Start of DATA SHOWN

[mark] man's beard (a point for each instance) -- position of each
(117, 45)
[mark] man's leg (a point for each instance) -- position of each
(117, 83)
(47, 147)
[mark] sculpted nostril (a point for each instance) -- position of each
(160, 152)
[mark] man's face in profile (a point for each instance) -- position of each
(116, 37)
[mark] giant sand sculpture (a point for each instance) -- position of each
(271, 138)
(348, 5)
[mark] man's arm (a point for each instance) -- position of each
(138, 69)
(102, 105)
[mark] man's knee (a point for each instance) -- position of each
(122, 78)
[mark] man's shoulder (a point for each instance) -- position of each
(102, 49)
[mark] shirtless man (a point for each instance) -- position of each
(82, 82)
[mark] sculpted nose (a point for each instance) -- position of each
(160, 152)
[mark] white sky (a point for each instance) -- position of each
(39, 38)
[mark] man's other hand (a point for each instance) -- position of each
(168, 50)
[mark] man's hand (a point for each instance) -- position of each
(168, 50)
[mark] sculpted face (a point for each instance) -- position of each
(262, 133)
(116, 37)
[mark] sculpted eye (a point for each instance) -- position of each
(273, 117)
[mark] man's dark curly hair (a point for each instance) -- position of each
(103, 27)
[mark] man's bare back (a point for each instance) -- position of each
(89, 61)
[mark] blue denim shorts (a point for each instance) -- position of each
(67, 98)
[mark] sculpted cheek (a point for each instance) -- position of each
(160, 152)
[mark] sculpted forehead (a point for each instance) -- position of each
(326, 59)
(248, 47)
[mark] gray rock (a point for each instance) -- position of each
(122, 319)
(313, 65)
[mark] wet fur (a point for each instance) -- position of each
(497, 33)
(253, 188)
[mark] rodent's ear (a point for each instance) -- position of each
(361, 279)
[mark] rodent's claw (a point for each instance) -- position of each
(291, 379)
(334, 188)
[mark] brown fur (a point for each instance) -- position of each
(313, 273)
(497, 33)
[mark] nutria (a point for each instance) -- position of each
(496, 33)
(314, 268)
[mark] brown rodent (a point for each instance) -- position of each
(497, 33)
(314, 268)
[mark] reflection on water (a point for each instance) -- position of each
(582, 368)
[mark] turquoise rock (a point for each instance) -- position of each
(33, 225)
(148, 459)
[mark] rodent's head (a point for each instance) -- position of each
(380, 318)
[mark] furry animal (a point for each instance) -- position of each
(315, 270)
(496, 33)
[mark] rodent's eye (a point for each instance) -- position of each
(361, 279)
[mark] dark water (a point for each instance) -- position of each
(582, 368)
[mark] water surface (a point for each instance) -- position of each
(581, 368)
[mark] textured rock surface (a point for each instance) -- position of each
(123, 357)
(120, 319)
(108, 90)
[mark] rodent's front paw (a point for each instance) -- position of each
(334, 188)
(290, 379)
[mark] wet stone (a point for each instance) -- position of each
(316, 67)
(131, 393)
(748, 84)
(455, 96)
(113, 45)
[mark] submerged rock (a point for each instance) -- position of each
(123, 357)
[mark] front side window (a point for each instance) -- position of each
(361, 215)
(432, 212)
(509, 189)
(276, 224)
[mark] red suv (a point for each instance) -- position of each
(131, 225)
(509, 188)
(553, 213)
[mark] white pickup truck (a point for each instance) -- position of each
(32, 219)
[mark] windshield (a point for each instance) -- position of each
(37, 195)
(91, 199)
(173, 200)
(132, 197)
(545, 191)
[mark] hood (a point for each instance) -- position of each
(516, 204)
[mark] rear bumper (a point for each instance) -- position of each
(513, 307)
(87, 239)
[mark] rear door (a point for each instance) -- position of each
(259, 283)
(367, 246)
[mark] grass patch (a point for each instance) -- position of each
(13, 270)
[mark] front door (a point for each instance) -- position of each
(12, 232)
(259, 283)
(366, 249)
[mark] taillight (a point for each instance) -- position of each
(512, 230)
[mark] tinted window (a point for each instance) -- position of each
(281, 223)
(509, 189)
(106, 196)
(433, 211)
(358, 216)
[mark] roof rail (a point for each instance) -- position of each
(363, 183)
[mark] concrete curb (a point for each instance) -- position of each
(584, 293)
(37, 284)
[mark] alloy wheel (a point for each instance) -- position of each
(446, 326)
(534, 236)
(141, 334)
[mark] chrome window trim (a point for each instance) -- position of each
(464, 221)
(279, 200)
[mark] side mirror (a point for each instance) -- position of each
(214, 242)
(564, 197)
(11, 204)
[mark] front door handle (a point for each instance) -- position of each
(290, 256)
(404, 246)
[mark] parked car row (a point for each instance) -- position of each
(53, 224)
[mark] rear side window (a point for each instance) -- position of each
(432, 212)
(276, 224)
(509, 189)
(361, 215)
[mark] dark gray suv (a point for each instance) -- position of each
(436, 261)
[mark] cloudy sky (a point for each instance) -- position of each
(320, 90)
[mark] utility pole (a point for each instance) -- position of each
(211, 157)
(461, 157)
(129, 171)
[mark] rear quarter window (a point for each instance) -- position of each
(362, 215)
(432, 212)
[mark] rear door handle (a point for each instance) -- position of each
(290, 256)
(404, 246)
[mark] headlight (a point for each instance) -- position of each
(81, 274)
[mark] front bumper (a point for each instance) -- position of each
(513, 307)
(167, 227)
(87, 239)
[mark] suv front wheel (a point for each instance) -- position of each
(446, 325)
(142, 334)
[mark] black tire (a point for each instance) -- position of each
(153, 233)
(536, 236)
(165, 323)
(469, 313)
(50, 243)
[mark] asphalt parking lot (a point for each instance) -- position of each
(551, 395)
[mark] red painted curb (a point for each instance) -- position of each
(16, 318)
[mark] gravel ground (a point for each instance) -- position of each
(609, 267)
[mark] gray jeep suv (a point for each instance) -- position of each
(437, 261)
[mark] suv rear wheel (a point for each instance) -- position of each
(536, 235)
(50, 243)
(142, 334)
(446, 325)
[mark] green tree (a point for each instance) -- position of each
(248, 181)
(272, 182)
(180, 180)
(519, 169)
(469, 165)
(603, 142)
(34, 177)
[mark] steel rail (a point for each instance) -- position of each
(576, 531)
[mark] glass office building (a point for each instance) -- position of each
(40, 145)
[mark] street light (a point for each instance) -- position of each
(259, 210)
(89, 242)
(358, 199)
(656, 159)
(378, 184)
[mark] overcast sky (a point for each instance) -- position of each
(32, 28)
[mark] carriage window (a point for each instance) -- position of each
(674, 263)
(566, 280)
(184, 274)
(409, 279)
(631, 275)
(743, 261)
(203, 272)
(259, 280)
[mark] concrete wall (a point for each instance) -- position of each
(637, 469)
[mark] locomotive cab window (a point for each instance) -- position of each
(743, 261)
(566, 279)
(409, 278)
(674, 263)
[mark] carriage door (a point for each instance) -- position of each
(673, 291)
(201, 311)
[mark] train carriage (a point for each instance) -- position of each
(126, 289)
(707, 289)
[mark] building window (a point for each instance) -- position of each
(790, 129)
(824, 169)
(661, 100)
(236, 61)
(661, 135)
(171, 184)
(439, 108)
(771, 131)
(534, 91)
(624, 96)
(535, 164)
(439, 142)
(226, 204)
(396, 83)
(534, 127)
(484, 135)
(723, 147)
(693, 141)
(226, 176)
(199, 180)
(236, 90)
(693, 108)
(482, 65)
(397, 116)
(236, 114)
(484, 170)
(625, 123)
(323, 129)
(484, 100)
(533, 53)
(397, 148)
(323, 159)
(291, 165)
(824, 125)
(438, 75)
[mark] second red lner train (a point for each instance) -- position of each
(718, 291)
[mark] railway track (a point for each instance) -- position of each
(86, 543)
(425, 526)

End of DATA SHOWN

▸ **PROMPT**
Above are the records; retype every one exactly.

▸ **RESULT BELOW**
[mark] man's beard (a point for each instance) -- position of each
(117, 45)
[mark] man's leg (a point for each instance) -- position of each
(117, 83)
(47, 147)
[mark] sculpted nostril (a point for each instance) -- position of each
(160, 152)
[mark] man's face in profile (a point for each instance) -- position of each
(116, 37)
[mark] giant sand sculpture (a point for each instance) -- position of each
(271, 138)
(348, 5)
[mark] man's arm (a point for each instance) -- position of each
(138, 69)
(102, 105)
[mark] man's knee (a point for each instance) -- position of each
(122, 78)
[mark] man's shoulder (a point for each instance) -- position of each
(102, 49)
[mark] shirtless man (a point for each instance) -- position of each
(82, 82)
[mark] sculpted nose (a point for each instance) -- position of each
(160, 152)
[mark] white sky (a point for each instance) -- position of each
(39, 38)
[mark] man's other hand (a point for each instance) -- position of each
(168, 50)
[mark] man's hand (a point for each instance) -- position of each
(168, 50)
[mark] sculpted face (a point for each instance) -- position of each
(262, 133)
(116, 37)
[mark] sculpted eye (a point for each instance) -- position of each
(273, 117)
[mark] man's dark curly hair (a point for each instance) -- position of each
(103, 27)
[mark] man's bare back (a point for each instance) -- position of each
(89, 61)
[mark] blue denim shorts (a point for each instance) -- position of each
(67, 98)
[mark] sculpted cheek (a point for each instance) -- position of each
(160, 152)
[mark] sculpted forehead (a point for each instance) -- position of each
(326, 59)
(248, 47)
[mark] gray rock (a point for each instance) -- position of each
(122, 319)
(313, 65)
[mark] wet fur (a point for each instance) -- position of each
(497, 33)
(253, 188)
[mark] rodent's ear (a point for each instance) -- position of each
(361, 279)
[mark] rodent's claw (a point for each instance) -- position of each
(291, 379)
(334, 188)
[mark] brown fur (a point for each instance) -- position of each
(313, 273)
(497, 33)
[mark] nutria (a point for each instance) -- position of each
(496, 33)
(314, 268)
[mark] brown rodent (a point for each instance) -- position of each
(497, 33)
(314, 268)
[mark] reflection on water (a point for each instance) -- position of each
(582, 368)
[mark] turquoise rock (a point for each instance) -- position of each
(33, 225)
(148, 459)
[mark] rodent's head (a point for each instance) -- position of each
(380, 318)
[mark] furry animal (a point for each instance) -- position of each
(315, 270)
(496, 33)
[mark] rodent's eye (a point for each instance) -- position of each
(361, 279)
[mark] dark water (a point for each instance) -- position of each
(582, 368)
[mark] water surface (a point for each instance) -- position of each
(581, 368)
[mark] textured rock surface (a point for each instance) -- position of each
(123, 357)
(120, 319)
(108, 90)
[mark] rodent's front paw (a point for each instance) -- position of each
(334, 188)
(290, 379)
[mark] wet stone (a point for each instance) -- position of each
(316, 67)
(131, 393)
(748, 84)
(455, 96)
(113, 45)
[mark] submerged rock (a point for each instance) -- position of each
(123, 357)
[mark] front side window (a point for each instance) -- position of each
(361, 215)
(432, 212)
(509, 189)
(276, 224)
[mark] red suv (a point for each instance) -- position of each
(131, 225)
(509, 188)
(553, 213)
[mark] white pickup truck (a point for each instance) -- position of each
(32, 219)
[mark] windshield (a point for each instance) -- position of each
(37, 195)
(91, 199)
(173, 200)
(132, 197)
(545, 191)
[mark] hood (a point for each instance) -- position of each
(516, 204)
[mark] rear bumper (a point for each instance) -- position of each
(513, 307)
(87, 239)
[mark] rear door (a point for each instance) -- position of each
(259, 283)
(367, 246)
[mark] grass patch (a point for each instance) -- position of each
(13, 270)
[mark] front door (a point for each instance) -- position of each
(12, 232)
(259, 283)
(366, 249)
[mark] taillight (a point for each instance) -- position of each
(512, 230)
[mark] tinted window (a point for each instance) -- position of each
(281, 223)
(509, 189)
(106, 196)
(433, 211)
(358, 216)
[mark] roof rail (a point for each instance) -- position of each
(363, 183)
[mark] concrete curb (a point for each instance) -- position of each
(584, 293)
(37, 284)
[mark] alloy wheel (a point for each instance) -- position of each
(446, 326)
(534, 236)
(141, 334)
[mark] chrome window trim (a point for each instance) -- position of each
(464, 221)
(279, 200)
[mark] side mirror (a point for each instance) -- position of each
(214, 242)
(564, 197)
(11, 204)
[mark] front door handle (a point for each instance) -- position of each
(290, 256)
(404, 246)
[mark] parked car row (a point for each instance) -- position of each
(53, 224)
[mark] rear side window (a point for each instance) -- position of each
(432, 212)
(276, 224)
(509, 189)
(361, 215)
[mark] dark gray suv (a point for each instance) -- position of each
(436, 261)
[mark] cloudy sky (a point for each instance) -- position of each
(320, 90)
[mark] utility pole (a point for each instance) -- position of each
(211, 157)
(461, 157)
(129, 171)
[mark] rear quarter window (a point for each instance) -- position of each
(362, 215)
(432, 212)
[mark] rear door handle (a point for each instance) -- position of each
(290, 256)
(404, 246)
[mark] headlight (a point for each instance) -- position of each
(81, 274)
[mark] front bumper (a point for each instance) -- position of each
(513, 307)
(167, 227)
(87, 239)
[mark] suv front wheel (a point for each instance) -- position of each
(446, 325)
(142, 334)
[mark] black tire (a point for each instance) -- position of each
(153, 233)
(536, 236)
(165, 323)
(469, 313)
(50, 243)
[mark] asphalt parking lot (a point for each instance) -- position of each
(551, 395)
[mark] red painted curb (a point for each instance) -- position of each
(16, 318)
[mark] gravel ground (a point for each instance) -- position of each
(609, 267)
[mark] gray jeep suv (a point for each instance) -- position of each
(437, 261)
[mark] suv rear wheel (a point for each instance) -- position of each
(536, 235)
(50, 243)
(142, 334)
(446, 325)
[mark] green tree (a point for each instance) -- position of each
(248, 181)
(272, 182)
(180, 180)
(519, 169)
(469, 165)
(603, 142)
(34, 177)
[mark] steel rail (a point for each instance) -- position of each
(576, 531)
[mark] glass office building (a point for each instance) -- position of each
(40, 145)
[mark] street light (a point for each instance) -- position of each
(259, 210)
(89, 242)
(358, 199)
(656, 159)
(378, 184)
[mark] overcast sky (a point for each instance) -- position of each
(32, 28)
[mark] carriage window (a point for each instance) -- position of each
(674, 263)
(566, 280)
(184, 274)
(409, 279)
(631, 275)
(743, 261)
(203, 272)
(259, 280)
[mark] concrete wall (a point for each instance) -- position of each
(637, 469)
[mark] locomotive cab window (a point for each instance) -- position of each
(743, 261)
(566, 279)
(409, 278)
(674, 263)
[mark] carriage door (a point for each instance) -- position of each
(673, 291)
(201, 311)
[mark] train carriage (a point for each instance) -- position of each
(126, 289)
(707, 289)
[mark] building window (a point for each instance) -- position of each
(790, 129)
(824, 169)
(661, 100)
(236, 61)
(661, 135)
(171, 184)
(439, 108)
(771, 131)
(534, 91)
(624, 96)
(535, 164)
(439, 142)
(226, 204)
(396, 83)
(534, 127)
(484, 135)
(723, 147)
(693, 141)
(226, 176)
(199, 180)
(236, 90)
(693, 108)
(482, 65)
(397, 116)
(236, 114)
(484, 170)
(625, 123)
(323, 129)
(484, 100)
(533, 53)
(397, 148)
(323, 159)
(291, 165)
(824, 125)
(438, 75)
[mark] second red lner train (a point for each instance) -- position of each
(718, 291)
[mark] railway track (a point for each instance) -- position of each
(86, 543)
(425, 526)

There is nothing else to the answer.